# JOB
Reproduce the entries word for word, starting with the line that contains "Labeling batch C. For the image above, tag the gray" and continuing through the last line of the entries. Leave out the pictures.
** BEGIN **
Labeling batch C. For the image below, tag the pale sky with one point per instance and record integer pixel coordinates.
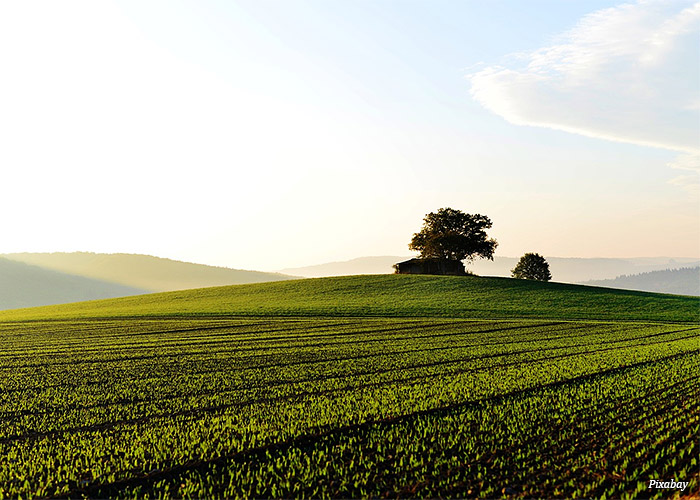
(268, 134)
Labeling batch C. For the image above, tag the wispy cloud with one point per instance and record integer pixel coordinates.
(630, 73)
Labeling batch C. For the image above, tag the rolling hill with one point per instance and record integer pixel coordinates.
(683, 281)
(392, 295)
(351, 387)
(144, 272)
(23, 285)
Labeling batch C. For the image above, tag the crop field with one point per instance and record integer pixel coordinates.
(224, 406)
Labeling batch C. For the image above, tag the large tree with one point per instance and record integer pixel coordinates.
(454, 235)
(532, 266)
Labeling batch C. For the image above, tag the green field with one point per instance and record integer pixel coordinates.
(382, 386)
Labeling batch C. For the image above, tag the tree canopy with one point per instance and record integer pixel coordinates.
(532, 266)
(454, 235)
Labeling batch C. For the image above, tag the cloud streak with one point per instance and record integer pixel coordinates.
(630, 73)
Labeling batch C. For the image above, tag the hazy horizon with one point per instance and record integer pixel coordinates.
(276, 134)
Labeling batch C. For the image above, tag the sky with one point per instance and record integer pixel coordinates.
(269, 134)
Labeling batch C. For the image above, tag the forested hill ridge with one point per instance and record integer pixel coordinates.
(564, 269)
(145, 272)
(683, 281)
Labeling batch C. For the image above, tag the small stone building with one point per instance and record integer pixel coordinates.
(430, 266)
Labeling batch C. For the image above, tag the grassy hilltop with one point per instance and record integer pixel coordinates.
(374, 386)
(392, 295)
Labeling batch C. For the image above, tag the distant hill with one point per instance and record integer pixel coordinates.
(390, 296)
(152, 274)
(684, 281)
(22, 285)
(564, 269)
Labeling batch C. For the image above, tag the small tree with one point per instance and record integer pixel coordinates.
(532, 266)
(453, 235)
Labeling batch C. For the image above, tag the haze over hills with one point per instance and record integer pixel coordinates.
(36, 279)
(683, 281)
(153, 274)
(389, 296)
(23, 285)
(564, 269)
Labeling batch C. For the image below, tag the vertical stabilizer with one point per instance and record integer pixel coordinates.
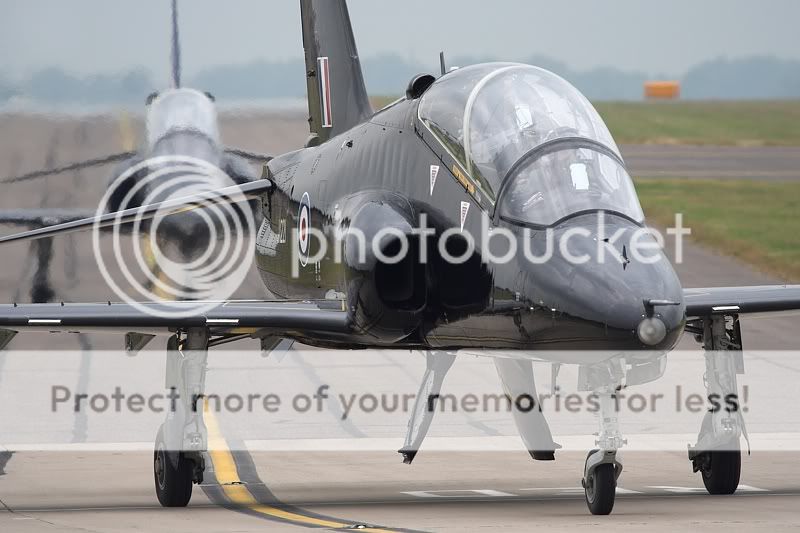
(337, 97)
(175, 56)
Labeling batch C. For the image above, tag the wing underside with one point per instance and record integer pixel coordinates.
(323, 316)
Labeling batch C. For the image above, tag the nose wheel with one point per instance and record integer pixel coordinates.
(600, 486)
(172, 472)
(717, 455)
(603, 466)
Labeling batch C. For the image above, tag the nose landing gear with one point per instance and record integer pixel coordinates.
(182, 440)
(717, 455)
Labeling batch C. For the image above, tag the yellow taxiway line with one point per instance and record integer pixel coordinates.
(236, 492)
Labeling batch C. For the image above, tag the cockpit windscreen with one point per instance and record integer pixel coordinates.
(568, 181)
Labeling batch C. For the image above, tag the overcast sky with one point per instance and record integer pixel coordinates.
(655, 36)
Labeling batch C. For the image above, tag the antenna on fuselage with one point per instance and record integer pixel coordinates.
(176, 48)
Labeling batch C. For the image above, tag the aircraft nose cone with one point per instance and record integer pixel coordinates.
(610, 287)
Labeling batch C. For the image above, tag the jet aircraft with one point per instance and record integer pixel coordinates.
(508, 144)
(180, 122)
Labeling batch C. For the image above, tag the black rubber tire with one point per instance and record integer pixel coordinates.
(173, 481)
(724, 471)
(600, 490)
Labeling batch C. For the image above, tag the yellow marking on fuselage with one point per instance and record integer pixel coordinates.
(462, 179)
(237, 493)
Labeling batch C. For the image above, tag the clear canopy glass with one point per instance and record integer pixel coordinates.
(181, 110)
(549, 188)
(488, 116)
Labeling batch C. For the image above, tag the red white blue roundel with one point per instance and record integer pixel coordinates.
(303, 228)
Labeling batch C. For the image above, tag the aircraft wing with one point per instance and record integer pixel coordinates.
(741, 300)
(43, 216)
(89, 163)
(244, 316)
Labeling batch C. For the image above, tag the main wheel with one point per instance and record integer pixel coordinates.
(721, 471)
(172, 473)
(600, 489)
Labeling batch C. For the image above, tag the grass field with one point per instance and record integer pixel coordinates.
(701, 122)
(716, 123)
(756, 221)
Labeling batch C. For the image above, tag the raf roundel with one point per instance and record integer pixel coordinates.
(303, 227)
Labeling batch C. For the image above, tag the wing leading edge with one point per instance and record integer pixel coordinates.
(741, 300)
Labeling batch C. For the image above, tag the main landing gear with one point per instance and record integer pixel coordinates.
(178, 458)
(717, 455)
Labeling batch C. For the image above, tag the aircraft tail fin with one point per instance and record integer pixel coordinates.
(337, 96)
(175, 53)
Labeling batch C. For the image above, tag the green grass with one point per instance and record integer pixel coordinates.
(769, 123)
(755, 221)
(775, 123)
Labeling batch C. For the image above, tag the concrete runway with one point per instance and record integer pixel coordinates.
(77, 490)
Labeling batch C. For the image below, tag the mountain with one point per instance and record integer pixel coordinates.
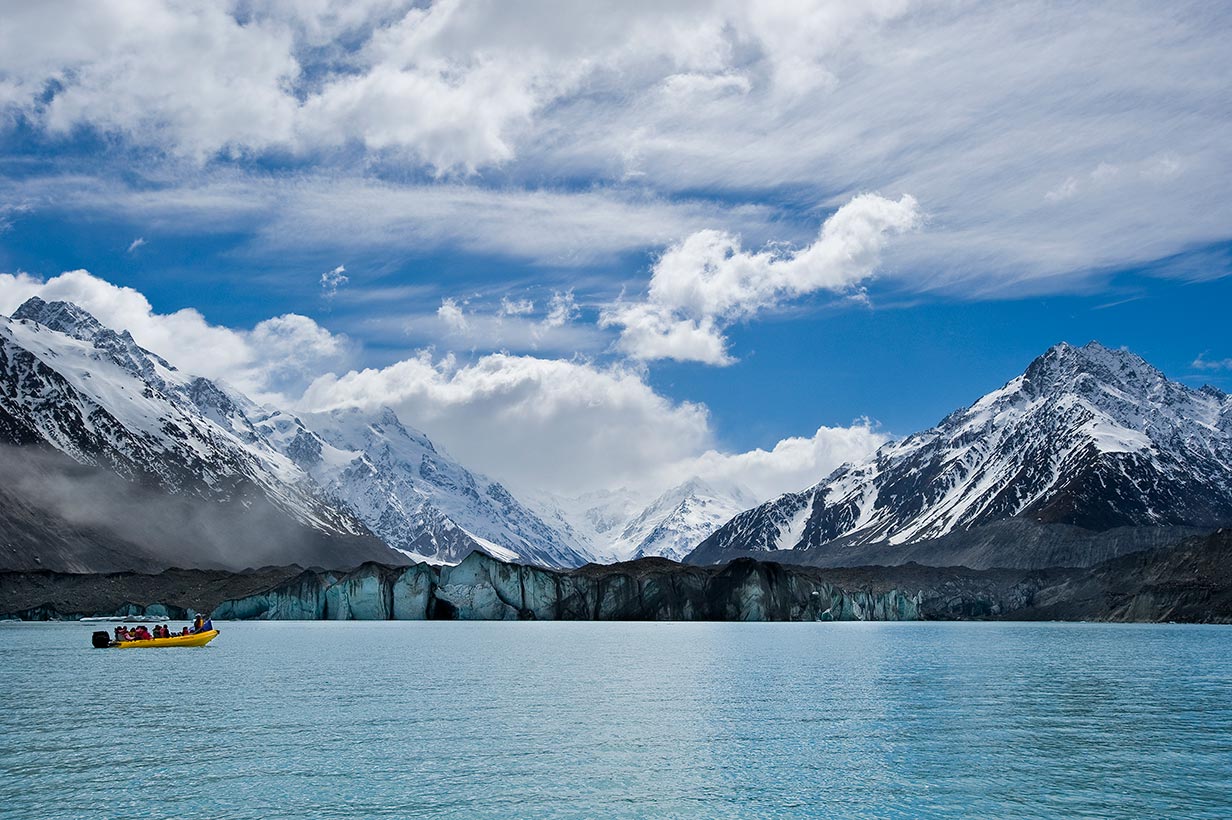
(410, 494)
(1086, 441)
(126, 462)
(616, 526)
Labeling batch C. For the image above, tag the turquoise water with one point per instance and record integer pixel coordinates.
(621, 720)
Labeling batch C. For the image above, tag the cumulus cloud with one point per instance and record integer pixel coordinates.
(709, 281)
(333, 280)
(574, 426)
(792, 464)
(541, 424)
(561, 309)
(537, 422)
(274, 360)
(515, 307)
(819, 97)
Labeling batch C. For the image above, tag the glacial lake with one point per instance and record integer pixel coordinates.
(621, 720)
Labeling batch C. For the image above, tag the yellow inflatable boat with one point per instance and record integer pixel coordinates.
(196, 639)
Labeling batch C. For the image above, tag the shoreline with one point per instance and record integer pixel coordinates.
(1190, 582)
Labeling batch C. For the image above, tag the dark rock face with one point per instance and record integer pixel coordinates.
(1087, 438)
(484, 589)
(1190, 581)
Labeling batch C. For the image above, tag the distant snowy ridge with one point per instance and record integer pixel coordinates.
(97, 397)
(615, 526)
(1087, 436)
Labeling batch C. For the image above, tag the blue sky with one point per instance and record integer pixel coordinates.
(710, 228)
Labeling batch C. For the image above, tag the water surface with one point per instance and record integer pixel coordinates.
(621, 720)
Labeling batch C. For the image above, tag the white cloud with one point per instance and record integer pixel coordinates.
(274, 360)
(515, 307)
(561, 309)
(573, 426)
(707, 281)
(546, 424)
(792, 464)
(542, 424)
(333, 280)
(1203, 363)
(451, 314)
(997, 116)
(8, 212)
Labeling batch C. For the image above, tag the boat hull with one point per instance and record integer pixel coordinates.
(198, 639)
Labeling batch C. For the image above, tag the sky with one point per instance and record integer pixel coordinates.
(619, 244)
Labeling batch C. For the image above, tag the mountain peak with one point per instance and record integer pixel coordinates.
(1067, 367)
(62, 317)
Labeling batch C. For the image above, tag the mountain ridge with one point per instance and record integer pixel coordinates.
(1087, 436)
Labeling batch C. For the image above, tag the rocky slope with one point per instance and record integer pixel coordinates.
(1190, 581)
(1087, 437)
(218, 480)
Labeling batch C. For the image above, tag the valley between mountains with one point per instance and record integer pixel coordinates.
(115, 461)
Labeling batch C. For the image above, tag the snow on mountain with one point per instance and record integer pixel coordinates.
(619, 526)
(680, 518)
(97, 397)
(1087, 436)
(412, 495)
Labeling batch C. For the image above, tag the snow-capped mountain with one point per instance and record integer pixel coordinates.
(96, 397)
(619, 526)
(1087, 436)
(409, 493)
(679, 520)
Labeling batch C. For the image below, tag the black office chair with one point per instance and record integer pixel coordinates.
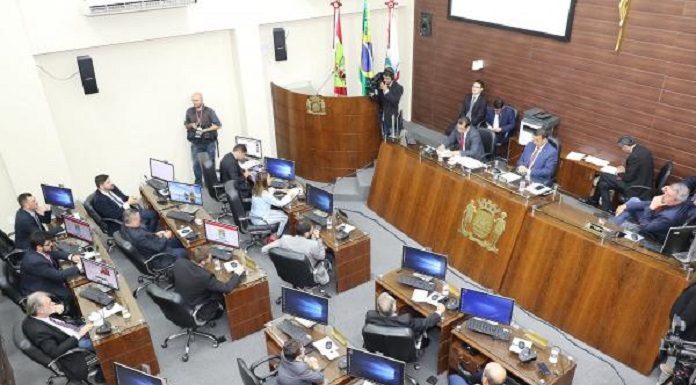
(173, 308)
(248, 374)
(242, 219)
(293, 268)
(398, 343)
(212, 184)
(156, 269)
(54, 365)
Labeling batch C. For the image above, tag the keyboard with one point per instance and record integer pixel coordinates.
(295, 332)
(96, 296)
(157, 184)
(416, 282)
(495, 331)
(180, 216)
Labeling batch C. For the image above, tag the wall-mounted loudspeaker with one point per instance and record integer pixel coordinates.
(426, 26)
(89, 80)
(279, 44)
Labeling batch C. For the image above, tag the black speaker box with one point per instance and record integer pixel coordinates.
(279, 44)
(89, 80)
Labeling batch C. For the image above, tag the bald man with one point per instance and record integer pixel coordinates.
(493, 374)
(201, 125)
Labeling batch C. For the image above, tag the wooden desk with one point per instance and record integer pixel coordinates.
(275, 339)
(496, 350)
(403, 293)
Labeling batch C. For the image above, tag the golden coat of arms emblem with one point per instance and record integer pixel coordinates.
(484, 223)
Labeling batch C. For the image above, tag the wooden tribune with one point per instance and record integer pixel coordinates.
(325, 147)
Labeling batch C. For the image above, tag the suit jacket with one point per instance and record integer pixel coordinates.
(38, 274)
(53, 342)
(639, 168)
(473, 144)
(478, 112)
(25, 225)
(506, 120)
(419, 325)
(544, 167)
(197, 285)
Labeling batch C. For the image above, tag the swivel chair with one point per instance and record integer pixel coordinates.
(242, 219)
(55, 365)
(248, 374)
(174, 309)
(155, 269)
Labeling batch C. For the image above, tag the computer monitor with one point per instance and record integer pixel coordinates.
(129, 376)
(320, 199)
(253, 146)
(77, 228)
(376, 368)
(58, 196)
(488, 306)
(101, 273)
(221, 233)
(306, 306)
(160, 169)
(280, 168)
(185, 193)
(424, 262)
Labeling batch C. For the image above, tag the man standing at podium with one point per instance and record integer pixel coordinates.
(388, 96)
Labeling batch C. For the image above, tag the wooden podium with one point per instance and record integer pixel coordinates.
(325, 147)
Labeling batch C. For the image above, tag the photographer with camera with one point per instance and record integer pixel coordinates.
(387, 92)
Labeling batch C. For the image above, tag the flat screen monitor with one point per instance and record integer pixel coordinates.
(487, 306)
(253, 146)
(58, 196)
(185, 193)
(320, 199)
(130, 376)
(101, 273)
(161, 170)
(376, 368)
(280, 168)
(304, 305)
(424, 262)
(77, 228)
(221, 233)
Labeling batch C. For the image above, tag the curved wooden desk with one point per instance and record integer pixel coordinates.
(325, 147)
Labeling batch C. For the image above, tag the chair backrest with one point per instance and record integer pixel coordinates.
(293, 267)
(396, 342)
(172, 306)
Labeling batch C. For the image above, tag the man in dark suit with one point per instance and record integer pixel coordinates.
(149, 243)
(199, 288)
(39, 270)
(464, 141)
(638, 171)
(539, 159)
(110, 202)
(29, 218)
(55, 336)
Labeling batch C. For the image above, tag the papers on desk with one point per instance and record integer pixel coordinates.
(575, 155)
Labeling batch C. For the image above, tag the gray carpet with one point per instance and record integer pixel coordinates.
(218, 366)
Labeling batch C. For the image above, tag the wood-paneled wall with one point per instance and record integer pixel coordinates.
(647, 90)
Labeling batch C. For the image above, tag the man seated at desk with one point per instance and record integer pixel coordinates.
(40, 271)
(110, 202)
(493, 374)
(296, 368)
(539, 159)
(55, 337)
(199, 288)
(386, 315)
(148, 243)
(306, 242)
(464, 141)
(653, 218)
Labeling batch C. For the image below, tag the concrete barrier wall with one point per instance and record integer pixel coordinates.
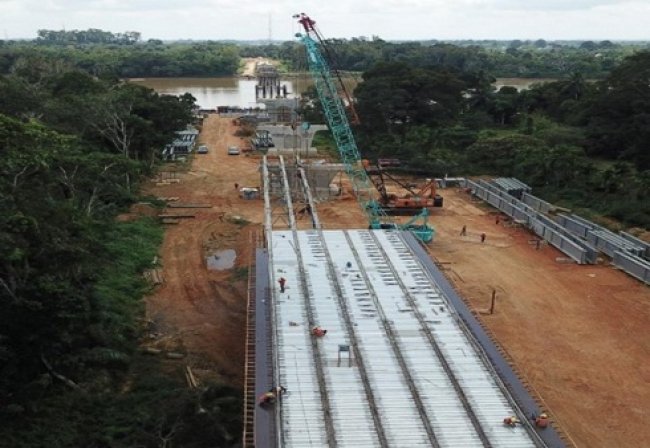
(573, 225)
(536, 203)
(638, 242)
(635, 266)
(542, 226)
(576, 252)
** END **
# SOLUTION
Labeling batch C. For the image above, tag the gray carpet with one point per instance and record integer pixel coordinates.
(218, 366)
Labeling batch C. For the image above, tag the wood-paneled wall with one point per instance and record integer pixel coordinates.
(647, 90)
Labeling batch C. For the image above, tag the man seated at desk with one point per instance and record integer pixel coordinates.
(40, 271)
(110, 202)
(493, 374)
(296, 368)
(539, 159)
(55, 337)
(199, 288)
(386, 315)
(148, 243)
(306, 242)
(464, 141)
(653, 218)
Labeling batch C. For the image below, tag the concrete barrier wall with one point per instance and record integer pixel coordinates.
(573, 225)
(536, 203)
(638, 242)
(635, 266)
(542, 226)
(576, 252)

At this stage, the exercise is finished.